Re: Neophyte question - modelling Alpha Taxonomies in RDF and Owl

On Dec 19, 2007, at 12:20 PM, Christopher Rose wrote:

>
> Hello All,
>
> Please forgive what may be a neophyte question, I hope I've found a
> forum where this question is relevant.  It's particularly a question
> about formulating ontologies in Owl and RDF.
>
> I'm modelling an actual scientific taxonomy of living creatures.  I
> want to model elements at each level of the taxonomy (a.k.a. taxa) as
> Owl classes, such that restrictions on properties I place on taxa at
> higher levels of the hierarchy are passed down to lower levels.  For
> instance I might have a restriction that every member of class Aves
> (which is a taxonomic class as well as on Owl Class) has wings, and I
> would expect then that a Class Strigiformes (strigiformes is the
> taxonomic order containing actual owls, the kind with wings) which I
> might later define to be subClassOf rdf:resource="#Aves" would have
> the same restriction.  This seems natural, to follow the intention of
> the language, and to model the expectations that human taxonomers (or
> 'systematists') might have.

This is a fairly standard way of representing alpha taxonomies, each  
taxon is a class, connected by subclass axioms. Individuals would be  
particular organisms, e.g. orville the owl (typically not named in  
the ontology of course)

GIVEN INSTRUCTION A: Rewrite the passage of the message on OWL taxonomies, starting with "This is a fairly" and going on through "ontology of course)", with "organisms" changed to "specimens".

RECORDS TO PROCESS:

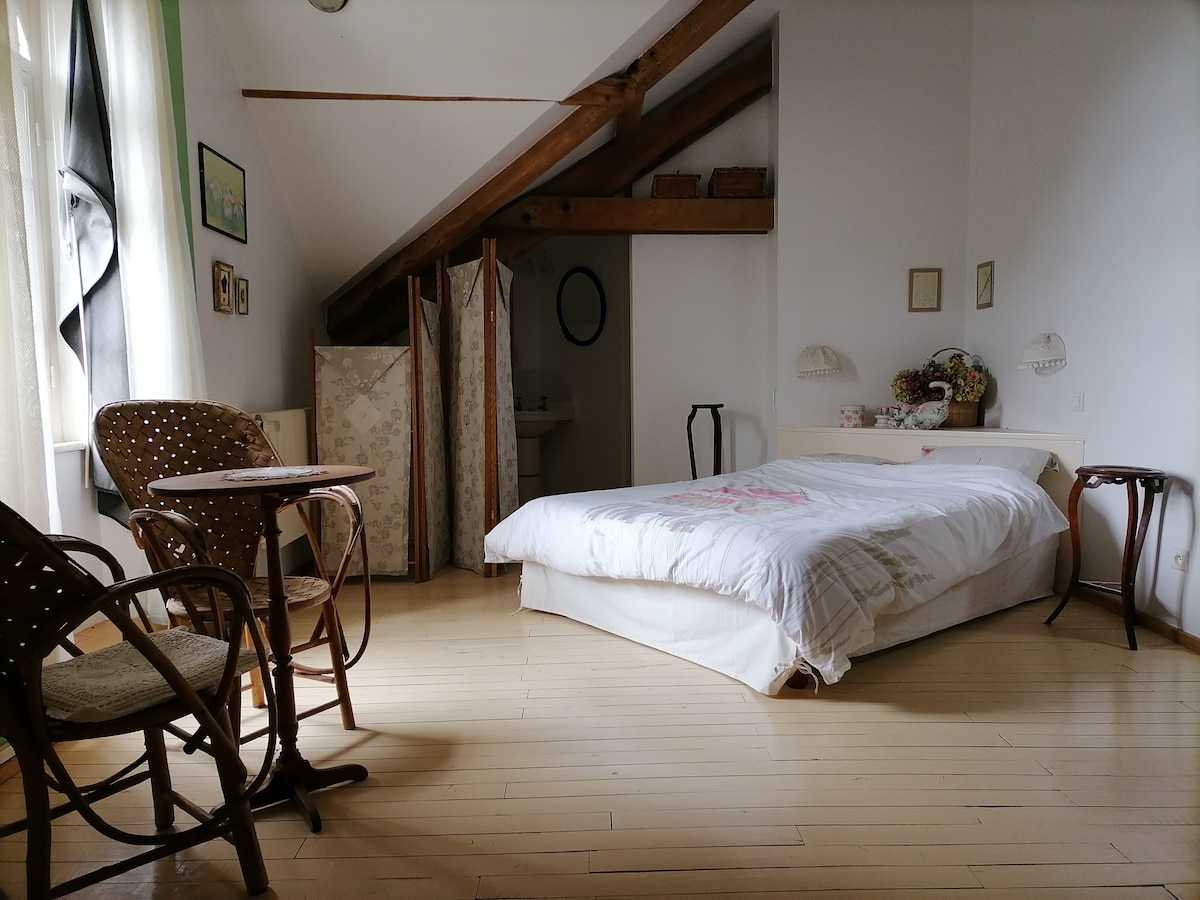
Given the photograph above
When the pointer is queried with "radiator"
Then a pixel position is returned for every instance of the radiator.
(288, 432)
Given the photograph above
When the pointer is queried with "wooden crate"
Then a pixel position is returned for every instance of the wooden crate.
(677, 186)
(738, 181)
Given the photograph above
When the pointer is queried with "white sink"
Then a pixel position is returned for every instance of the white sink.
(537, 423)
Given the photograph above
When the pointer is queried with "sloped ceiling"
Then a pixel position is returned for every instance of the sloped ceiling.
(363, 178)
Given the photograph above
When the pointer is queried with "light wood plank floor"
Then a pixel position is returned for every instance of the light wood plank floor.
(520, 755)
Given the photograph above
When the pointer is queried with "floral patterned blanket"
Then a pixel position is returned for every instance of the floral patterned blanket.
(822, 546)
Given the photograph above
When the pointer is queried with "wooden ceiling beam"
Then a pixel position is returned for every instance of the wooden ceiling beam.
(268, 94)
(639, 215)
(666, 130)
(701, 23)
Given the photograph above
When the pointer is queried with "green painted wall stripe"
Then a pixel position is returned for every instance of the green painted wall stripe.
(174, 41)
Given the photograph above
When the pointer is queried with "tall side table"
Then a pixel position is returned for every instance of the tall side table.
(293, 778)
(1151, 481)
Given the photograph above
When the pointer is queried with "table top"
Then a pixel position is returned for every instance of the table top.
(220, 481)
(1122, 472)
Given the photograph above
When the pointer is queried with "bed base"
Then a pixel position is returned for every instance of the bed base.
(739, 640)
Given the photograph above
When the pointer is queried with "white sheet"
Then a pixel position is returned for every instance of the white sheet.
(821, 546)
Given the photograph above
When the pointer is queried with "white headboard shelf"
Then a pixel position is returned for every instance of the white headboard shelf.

GIVEN INSTRUCTION B: List each line of the records that contains the word "green".

CORRECT RESULT A:
This is a fairly standard way of representing alpha taxonomies, each  
taxon is a class, connected by subclass axioms. Individuals would be  
particular specimens, e.g. orville the owl (typically not named in  
the ontology of course)

CORRECT RESULT B:
When the pointer is queried with "green painted wall stripe"
Then a pixel position is returned for every instance of the green painted wall stripe.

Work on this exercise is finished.